→ **WHAT IS NEEDED**: Output must match the data below exactly from its first line through the line that contains "Target: boy's clasped hands", with no other line.

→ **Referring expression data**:
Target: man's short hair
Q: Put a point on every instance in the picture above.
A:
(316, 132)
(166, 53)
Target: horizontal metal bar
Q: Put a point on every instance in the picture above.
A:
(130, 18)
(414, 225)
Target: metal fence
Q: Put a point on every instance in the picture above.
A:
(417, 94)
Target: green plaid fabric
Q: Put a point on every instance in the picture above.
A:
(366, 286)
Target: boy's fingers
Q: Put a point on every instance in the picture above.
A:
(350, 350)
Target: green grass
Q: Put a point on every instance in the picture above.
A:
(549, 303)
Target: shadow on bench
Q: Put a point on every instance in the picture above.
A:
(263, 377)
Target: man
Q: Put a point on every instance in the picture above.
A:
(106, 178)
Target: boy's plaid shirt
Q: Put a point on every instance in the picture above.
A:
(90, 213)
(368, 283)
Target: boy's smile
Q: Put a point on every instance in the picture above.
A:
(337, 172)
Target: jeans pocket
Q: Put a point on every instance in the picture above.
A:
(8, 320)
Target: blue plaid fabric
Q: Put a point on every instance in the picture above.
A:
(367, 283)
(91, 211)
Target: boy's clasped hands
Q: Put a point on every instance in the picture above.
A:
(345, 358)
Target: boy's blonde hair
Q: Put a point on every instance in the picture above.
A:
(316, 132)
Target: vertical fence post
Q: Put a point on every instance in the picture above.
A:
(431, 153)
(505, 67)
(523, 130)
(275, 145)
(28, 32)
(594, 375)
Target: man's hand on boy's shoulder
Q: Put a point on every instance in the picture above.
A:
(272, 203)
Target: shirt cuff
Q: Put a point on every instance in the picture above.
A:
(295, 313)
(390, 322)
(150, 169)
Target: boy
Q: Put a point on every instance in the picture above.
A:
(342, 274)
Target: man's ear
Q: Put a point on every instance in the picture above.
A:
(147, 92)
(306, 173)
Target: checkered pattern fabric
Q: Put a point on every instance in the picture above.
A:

→ **RESULT OF THIS EXERCISE**:
Target: man's short hair
Q: Put a point on every instance in the picture above.
A:
(316, 132)
(166, 53)
Target: horizontal metal bar
Q: Put a point on every instance in the picture above.
A:
(130, 18)
(414, 225)
Target: metal fence
Q: Put a point on every instance in the picture above.
A:
(417, 94)
Target: green plaid fabric
Q: Put a point on every instance in the picture above.
A:
(366, 286)
Target: boy's fingers
Q: Put a point on every instance in the picture above.
A:
(350, 350)
Target: green grass
Q: Put a point on every instance in the picture above.
A:
(549, 303)
Target: shadow on bench
Q: Put a point on every instance in the picture above.
A:
(263, 377)
Target: man
Q: Put a point on every instance in the picture above.
A:
(106, 178)
Target: boy's plaid shirt
Q: Put a point on every instance in the picture above.
A:
(90, 213)
(368, 283)
Target: boy's smile
Q: Put a point on every instance in the picture above.
A:
(337, 172)
Target: jeans pocket
Q: Put a point on every instance in the picture above.
A:
(8, 320)
Target: blue plaid fabric
Q: Put a point on every instance in the picture above.
A:
(367, 283)
(91, 211)
Target: boy's clasped hands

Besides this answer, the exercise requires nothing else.